Determine how many lines in the entries below hold "each". Respond with that number only.

LISTED RECORDS
- - -

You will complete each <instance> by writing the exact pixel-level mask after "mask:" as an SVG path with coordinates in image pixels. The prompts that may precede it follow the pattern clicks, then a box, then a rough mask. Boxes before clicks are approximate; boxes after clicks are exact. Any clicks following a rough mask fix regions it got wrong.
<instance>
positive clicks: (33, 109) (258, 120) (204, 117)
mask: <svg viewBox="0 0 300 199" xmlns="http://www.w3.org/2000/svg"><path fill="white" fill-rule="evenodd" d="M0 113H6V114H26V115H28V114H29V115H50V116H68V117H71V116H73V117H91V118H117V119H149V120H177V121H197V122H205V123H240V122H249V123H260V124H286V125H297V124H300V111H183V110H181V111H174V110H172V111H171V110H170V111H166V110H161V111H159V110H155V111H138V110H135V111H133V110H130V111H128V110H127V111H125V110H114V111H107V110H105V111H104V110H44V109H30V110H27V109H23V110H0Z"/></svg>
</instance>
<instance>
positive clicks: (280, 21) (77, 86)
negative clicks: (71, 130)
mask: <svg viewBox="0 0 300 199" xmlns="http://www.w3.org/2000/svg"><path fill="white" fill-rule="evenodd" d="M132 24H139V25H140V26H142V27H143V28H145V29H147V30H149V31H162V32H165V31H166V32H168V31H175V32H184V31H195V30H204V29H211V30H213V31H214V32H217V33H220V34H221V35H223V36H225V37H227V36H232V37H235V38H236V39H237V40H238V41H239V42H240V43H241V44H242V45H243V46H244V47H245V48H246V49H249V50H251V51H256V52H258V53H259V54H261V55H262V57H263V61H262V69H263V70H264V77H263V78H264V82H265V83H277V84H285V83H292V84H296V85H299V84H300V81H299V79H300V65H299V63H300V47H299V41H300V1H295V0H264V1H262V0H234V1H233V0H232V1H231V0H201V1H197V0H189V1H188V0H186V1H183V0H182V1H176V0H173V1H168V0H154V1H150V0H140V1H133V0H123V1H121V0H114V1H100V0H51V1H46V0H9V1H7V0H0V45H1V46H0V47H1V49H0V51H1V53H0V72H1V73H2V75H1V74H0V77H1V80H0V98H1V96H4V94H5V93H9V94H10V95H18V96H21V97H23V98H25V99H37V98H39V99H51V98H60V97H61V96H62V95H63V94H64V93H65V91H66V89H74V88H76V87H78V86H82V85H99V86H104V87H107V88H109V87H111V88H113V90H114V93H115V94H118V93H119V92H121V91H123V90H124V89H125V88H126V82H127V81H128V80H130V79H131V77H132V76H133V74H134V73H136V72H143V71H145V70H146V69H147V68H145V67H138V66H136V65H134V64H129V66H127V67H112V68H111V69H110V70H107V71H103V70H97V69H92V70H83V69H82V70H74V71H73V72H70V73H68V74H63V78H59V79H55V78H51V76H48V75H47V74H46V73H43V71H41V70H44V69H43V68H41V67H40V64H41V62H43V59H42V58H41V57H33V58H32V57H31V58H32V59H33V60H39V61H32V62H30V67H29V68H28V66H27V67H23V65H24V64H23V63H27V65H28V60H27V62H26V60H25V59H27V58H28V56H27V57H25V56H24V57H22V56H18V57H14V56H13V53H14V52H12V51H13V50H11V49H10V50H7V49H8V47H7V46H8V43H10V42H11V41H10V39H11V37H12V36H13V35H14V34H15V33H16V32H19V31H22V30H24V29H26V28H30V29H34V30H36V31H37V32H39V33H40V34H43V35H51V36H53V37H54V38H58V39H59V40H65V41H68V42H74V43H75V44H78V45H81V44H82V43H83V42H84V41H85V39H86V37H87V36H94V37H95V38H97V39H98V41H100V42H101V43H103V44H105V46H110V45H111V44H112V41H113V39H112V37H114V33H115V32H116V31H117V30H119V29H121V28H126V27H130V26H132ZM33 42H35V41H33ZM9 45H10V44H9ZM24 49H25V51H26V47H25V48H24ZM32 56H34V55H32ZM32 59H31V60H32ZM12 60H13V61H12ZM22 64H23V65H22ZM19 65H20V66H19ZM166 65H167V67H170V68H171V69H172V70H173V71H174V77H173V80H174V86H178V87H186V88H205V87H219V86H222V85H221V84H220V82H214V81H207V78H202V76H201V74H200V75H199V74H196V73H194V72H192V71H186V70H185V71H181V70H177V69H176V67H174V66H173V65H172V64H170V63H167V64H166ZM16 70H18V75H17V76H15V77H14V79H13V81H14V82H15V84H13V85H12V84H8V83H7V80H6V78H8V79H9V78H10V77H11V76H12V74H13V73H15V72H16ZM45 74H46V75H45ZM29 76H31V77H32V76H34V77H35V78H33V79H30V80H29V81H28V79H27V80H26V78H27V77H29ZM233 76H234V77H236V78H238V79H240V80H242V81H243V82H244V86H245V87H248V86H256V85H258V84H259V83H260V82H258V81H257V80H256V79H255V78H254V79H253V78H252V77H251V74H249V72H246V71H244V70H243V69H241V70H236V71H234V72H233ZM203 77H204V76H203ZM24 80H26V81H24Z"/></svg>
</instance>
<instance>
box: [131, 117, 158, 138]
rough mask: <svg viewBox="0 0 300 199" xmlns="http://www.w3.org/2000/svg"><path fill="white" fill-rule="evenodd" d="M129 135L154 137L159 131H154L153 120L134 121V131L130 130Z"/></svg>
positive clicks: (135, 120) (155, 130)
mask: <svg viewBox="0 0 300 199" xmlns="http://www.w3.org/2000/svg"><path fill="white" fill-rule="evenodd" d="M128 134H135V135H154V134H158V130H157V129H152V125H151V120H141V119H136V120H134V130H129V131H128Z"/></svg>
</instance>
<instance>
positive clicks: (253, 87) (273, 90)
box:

- - -

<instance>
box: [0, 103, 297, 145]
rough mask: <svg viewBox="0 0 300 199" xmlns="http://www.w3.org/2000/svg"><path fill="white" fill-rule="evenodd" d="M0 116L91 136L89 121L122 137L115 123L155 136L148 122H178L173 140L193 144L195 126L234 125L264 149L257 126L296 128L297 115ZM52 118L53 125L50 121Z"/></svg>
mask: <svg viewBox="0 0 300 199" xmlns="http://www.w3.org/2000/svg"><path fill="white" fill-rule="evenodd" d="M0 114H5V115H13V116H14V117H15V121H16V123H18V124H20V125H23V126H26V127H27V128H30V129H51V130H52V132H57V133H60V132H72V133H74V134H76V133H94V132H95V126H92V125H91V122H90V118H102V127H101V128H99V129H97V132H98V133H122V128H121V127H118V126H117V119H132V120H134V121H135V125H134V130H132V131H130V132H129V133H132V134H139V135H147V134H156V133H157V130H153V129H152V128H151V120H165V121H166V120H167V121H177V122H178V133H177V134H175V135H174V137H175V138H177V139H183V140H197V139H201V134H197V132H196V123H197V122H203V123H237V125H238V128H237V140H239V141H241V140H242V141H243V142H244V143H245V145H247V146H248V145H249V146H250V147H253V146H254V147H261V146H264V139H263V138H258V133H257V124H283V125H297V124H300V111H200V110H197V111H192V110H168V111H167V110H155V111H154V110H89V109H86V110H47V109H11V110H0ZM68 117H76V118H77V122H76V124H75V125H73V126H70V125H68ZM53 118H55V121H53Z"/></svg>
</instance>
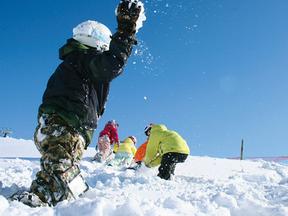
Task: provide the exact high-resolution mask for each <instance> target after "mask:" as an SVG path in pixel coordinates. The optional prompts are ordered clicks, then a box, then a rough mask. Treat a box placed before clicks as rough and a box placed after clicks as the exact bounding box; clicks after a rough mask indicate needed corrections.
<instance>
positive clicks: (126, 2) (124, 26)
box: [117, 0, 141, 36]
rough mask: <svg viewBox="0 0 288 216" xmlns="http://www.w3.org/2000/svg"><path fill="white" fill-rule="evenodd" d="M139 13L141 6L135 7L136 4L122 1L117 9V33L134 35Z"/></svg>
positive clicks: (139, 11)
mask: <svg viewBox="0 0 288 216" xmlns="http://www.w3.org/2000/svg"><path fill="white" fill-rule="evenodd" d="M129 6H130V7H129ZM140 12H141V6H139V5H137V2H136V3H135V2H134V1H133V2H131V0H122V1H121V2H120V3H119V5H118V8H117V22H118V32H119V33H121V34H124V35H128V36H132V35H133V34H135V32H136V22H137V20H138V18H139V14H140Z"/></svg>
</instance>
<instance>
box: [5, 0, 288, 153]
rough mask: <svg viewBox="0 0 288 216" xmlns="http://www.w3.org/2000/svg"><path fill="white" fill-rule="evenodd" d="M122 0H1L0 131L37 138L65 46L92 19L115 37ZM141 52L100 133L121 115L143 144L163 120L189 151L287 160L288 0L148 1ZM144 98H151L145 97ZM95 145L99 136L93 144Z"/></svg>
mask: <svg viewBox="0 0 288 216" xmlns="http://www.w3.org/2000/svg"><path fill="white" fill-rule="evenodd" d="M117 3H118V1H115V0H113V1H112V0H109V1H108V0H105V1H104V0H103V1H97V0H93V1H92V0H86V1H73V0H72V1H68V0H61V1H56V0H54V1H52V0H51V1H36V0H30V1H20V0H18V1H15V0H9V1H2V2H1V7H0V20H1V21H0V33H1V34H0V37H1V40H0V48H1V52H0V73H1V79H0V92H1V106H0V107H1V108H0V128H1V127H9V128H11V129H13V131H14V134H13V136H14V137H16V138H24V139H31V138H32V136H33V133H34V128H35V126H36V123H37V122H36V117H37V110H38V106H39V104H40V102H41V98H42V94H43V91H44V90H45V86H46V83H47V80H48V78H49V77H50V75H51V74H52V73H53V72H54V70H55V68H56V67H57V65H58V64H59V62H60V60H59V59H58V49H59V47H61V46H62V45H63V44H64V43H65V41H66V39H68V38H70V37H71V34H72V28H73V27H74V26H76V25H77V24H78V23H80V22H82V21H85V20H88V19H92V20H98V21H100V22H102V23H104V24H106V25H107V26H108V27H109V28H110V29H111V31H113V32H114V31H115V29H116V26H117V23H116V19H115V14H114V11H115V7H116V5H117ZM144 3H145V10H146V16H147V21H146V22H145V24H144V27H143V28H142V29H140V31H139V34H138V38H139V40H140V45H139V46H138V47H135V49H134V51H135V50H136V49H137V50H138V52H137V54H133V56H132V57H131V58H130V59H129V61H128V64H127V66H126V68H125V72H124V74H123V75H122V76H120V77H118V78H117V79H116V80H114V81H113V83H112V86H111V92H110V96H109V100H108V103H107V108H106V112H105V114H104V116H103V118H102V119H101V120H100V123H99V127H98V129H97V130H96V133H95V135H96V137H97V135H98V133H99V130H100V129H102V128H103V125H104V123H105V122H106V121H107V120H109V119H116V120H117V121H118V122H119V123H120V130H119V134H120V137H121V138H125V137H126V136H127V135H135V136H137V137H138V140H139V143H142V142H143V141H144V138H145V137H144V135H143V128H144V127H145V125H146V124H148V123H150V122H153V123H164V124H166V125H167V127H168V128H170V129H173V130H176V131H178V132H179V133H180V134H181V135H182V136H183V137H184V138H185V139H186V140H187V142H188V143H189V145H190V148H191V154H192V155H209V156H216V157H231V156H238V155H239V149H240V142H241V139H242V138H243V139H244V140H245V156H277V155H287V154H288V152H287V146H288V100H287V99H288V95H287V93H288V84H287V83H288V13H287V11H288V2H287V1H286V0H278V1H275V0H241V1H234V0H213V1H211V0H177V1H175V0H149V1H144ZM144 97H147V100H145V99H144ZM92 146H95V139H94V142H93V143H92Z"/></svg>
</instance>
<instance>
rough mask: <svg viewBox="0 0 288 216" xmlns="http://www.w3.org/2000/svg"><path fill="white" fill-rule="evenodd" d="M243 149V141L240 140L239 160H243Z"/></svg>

- - -

COMPLETED EXERCISE
2